» Exercise prompt: In the listing that follows, how many lines hold the string "pink"? Answer with the number only.

» Supplied entries:
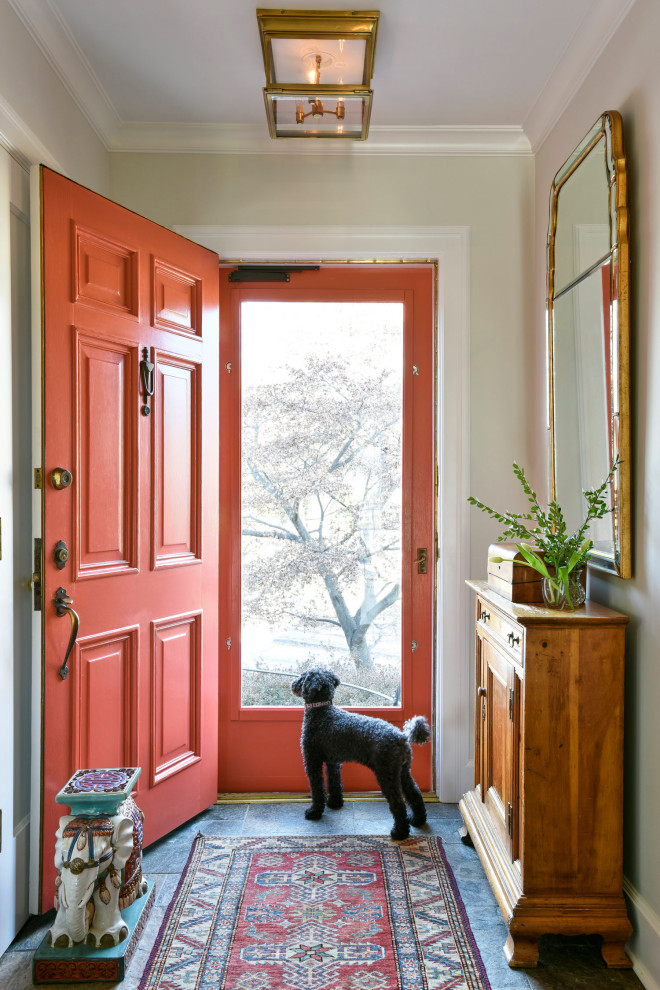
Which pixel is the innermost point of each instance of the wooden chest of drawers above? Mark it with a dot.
(545, 814)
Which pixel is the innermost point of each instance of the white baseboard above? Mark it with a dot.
(644, 944)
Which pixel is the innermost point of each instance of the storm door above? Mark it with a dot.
(327, 508)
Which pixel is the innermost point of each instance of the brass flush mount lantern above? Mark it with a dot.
(318, 66)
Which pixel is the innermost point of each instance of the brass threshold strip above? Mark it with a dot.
(297, 798)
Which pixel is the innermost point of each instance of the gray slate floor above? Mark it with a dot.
(564, 963)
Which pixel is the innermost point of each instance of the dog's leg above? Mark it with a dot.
(413, 796)
(335, 792)
(390, 784)
(314, 771)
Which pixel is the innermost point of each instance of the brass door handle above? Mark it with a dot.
(63, 605)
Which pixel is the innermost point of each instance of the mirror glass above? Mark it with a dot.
(588, 328)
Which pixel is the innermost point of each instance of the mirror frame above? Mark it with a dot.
(609, 126)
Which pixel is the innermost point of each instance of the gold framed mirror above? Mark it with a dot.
(588, 322)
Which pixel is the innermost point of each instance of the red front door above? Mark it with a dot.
(129, 308)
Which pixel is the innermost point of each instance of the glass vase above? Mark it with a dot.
(553, 592)
(576, 592)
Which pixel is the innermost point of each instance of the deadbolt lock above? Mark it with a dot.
(61, 478)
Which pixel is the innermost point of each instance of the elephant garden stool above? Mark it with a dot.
(99, 861)
(98, 856)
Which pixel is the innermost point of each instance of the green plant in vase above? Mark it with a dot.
(557, 555)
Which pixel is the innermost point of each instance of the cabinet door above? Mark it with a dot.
(500, 735)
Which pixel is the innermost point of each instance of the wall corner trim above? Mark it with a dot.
(644, 944)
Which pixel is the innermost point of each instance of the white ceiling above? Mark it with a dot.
(450, 75)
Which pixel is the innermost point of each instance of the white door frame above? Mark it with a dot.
(449, 247)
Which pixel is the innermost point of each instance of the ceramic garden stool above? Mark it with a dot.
(102, 900)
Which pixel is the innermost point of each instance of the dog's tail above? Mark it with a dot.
(417, 730)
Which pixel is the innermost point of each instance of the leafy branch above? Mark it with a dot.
(546, 528)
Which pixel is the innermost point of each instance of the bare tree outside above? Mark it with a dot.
(321, 497)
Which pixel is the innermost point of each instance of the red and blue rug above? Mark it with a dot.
(305, 913)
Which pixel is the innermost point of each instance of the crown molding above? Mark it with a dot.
(596, 30)
(52, 36)
(248, 139)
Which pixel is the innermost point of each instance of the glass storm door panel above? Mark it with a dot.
(321, 479)
(328, 482)
(130, 323)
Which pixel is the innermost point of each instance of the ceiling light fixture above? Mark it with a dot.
(318, 66)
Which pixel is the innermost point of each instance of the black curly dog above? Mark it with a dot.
(333, 736)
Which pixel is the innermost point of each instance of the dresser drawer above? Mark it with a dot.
(509, 633)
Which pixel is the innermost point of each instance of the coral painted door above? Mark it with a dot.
(327, 509)
(130, 413)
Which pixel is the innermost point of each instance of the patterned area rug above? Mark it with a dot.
(305, 913)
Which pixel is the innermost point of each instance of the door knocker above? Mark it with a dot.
(148, 380)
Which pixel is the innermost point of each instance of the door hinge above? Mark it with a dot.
(36, 575)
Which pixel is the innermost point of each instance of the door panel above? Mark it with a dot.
(177, 481)
(106, 428)
(119, 290)
(105, 679)
(260, 748)
(501, 767)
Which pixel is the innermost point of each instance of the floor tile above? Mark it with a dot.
(564, 964)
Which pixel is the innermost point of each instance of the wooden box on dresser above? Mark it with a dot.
(545, 814)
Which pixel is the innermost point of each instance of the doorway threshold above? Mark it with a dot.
(297, 798)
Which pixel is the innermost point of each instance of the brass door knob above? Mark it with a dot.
(61, 478)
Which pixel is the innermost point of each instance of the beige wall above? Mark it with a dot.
(38, 118)
(627, 78)
(493, 196)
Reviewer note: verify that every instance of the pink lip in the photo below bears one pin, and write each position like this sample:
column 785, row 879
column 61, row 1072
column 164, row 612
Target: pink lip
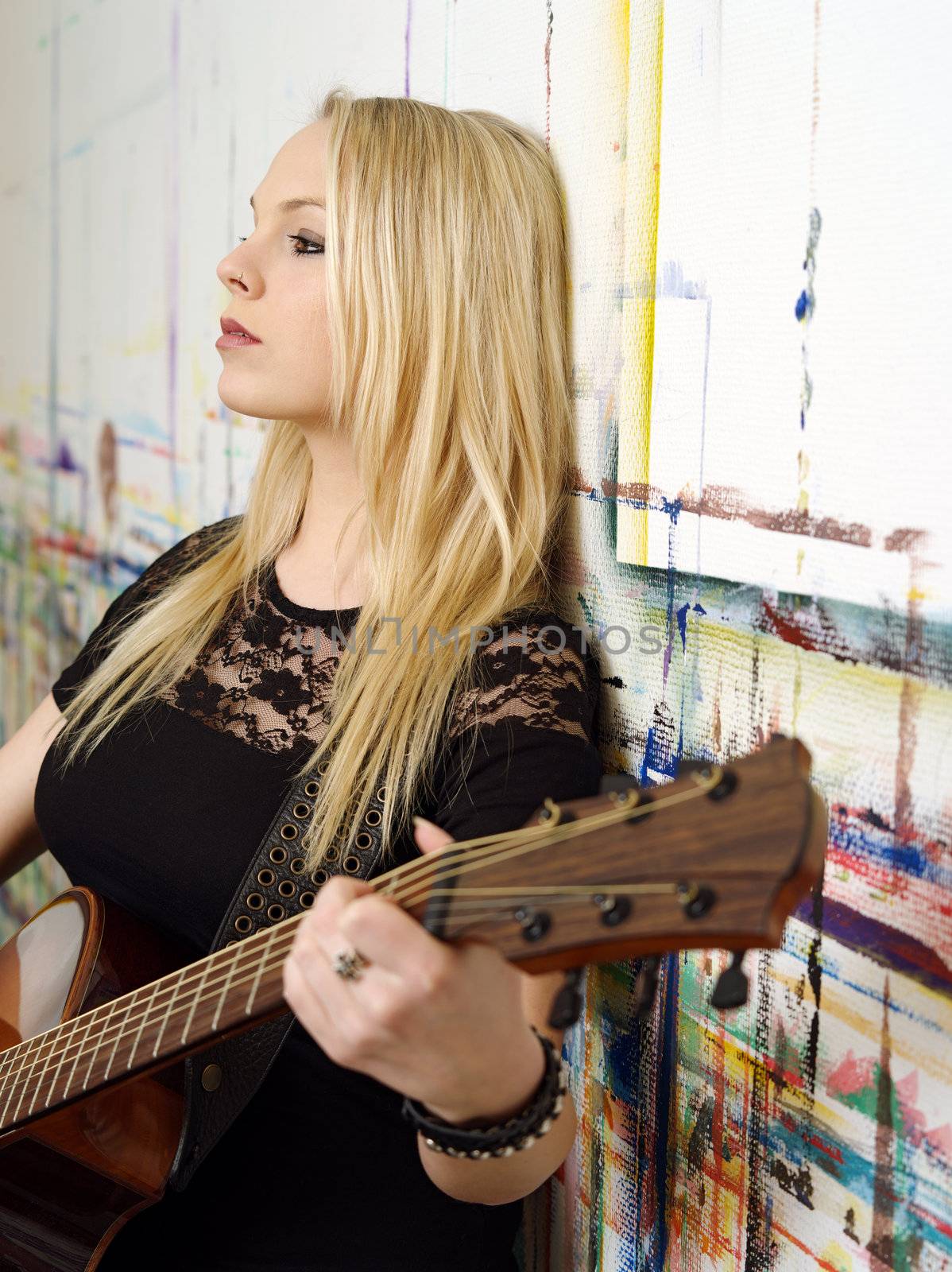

» Result: 2